▶ Text segment
Anne-Marie is author of the book:
Mary Magdalene, the disciple whom Jesus loved

Additional illustrations

A favorite theme in art is the moment when Venus emerges from the sea: her birth. This mythical event even has an official name: Venus (or Aphrodite) Anadyomene. The birth of the goddess of love from the sea is symbolism for the awakening of the kundalini in the pelvis.

To convey this deeper meaning, in a veiled way, Venus is often depicted with two wet strands of hair that she wrings out. These two strands of hair represent the two polar energy channels that flow along the spine and merge in the head during a kundalini awakening: the sacred marriage.

Aphrodite Anadyomene, 5th-6th century AD, Louvre Museum. The male and female sea creatures, next to Aphrodite, also represent the polar energy channels.

Aphrodite Anadyomene, late 2nd century BC, Brooklyn Museum, NY.

Aphrodite Anadyomene, 1st or 2nd century AD. Instead of two strands of hair, the goddess holds the two ends of her scarf, which has the same meaning in terms of symbolism.

▶ Material
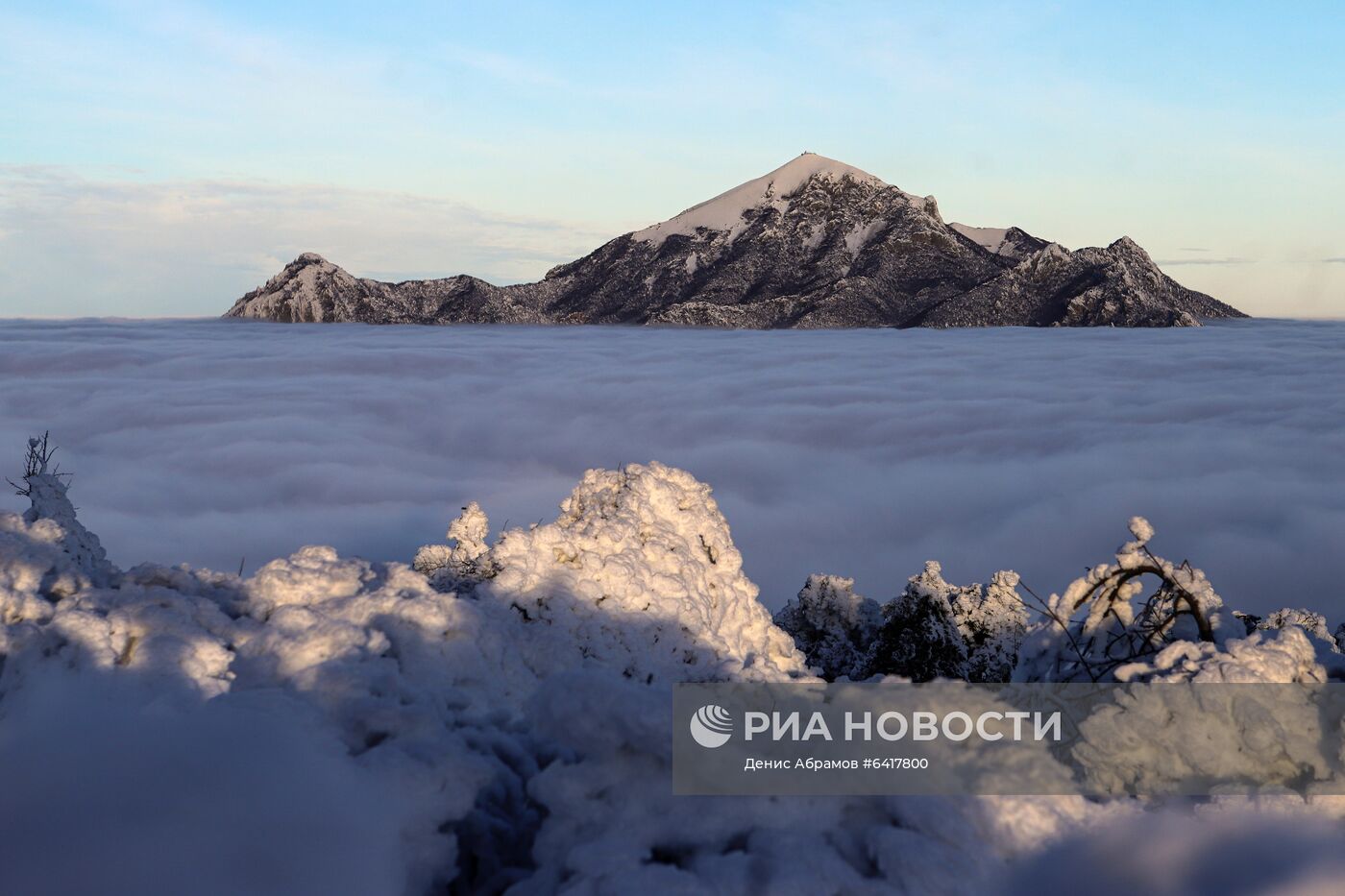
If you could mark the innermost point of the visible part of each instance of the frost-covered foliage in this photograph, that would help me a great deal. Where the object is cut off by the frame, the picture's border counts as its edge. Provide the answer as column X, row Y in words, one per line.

▶ Challenge 1
According to the passage on Venus Anadyomene, what do the two wet strands of hair that Venus wrings out represent?
▶ Challenge 2
Translate this sentence from the passage on Venus Anadyomene into Spanish: "This mythical event even has an official name: Venus (or Aphrodite) Anadyomene."
▶ Challenge 3
Continue the passage on Venus Anadyomene from its final sentence.

▶ Written answer 1
They represent the two polar energy channels that flow along the spine and merge in the head during a kundalini awakening.

▶ Written answer 2
Este acontecimiento mítico incluso tiene un nombre oficial: Venus (o Afrodita) Anadiómena.

▶ Written answer 3
Venus, 2nd century BC, Syria or Palestine.

Right: The specific way in which the angel Gabriel’s cloak is held up by a cherub is a reference to the Aphrodite Anadyomene. With this, artist Lucas van Leyden wants to let us know that Mary’s pregnancy (which is announced in this painting), represents a kundalini awakening. The angel points with his staff at Mary’s spine. The scarf around his waist refers to the kundalini symbol the KNOT OF ISIS (click here).

Aphrodite Anadyomene, circa 1st-2nd century, National Museum, Beirut.

Venus takes a bath, mosaic from a Roman villa, 5th century AD, Limassol Museum, Cyprus. The specific way in which the goddess holds up the strands of hair refers to the KNOT OF ISIS (click here), a symbol for the sacred marriage and the activation of the pineal gland.

Aphrodite Anadyomene, Aphrodisias Museum, Turkey. The three-pointed tail (under the shell) is a reference to the three energy channels involved in a kundalini awakening. The crossed legs refer to fusion (2=1).

The Circumcision of Jesus, Tintoretto, 16th century. The lifted cloak of the Jewish priest evokes associations with the birth of Venus. The artist wants to communicate that the birth of Christ is the result of a kundalini awakening. Read more in my book “Mary magdalene, the disciple whom Jesus loved.”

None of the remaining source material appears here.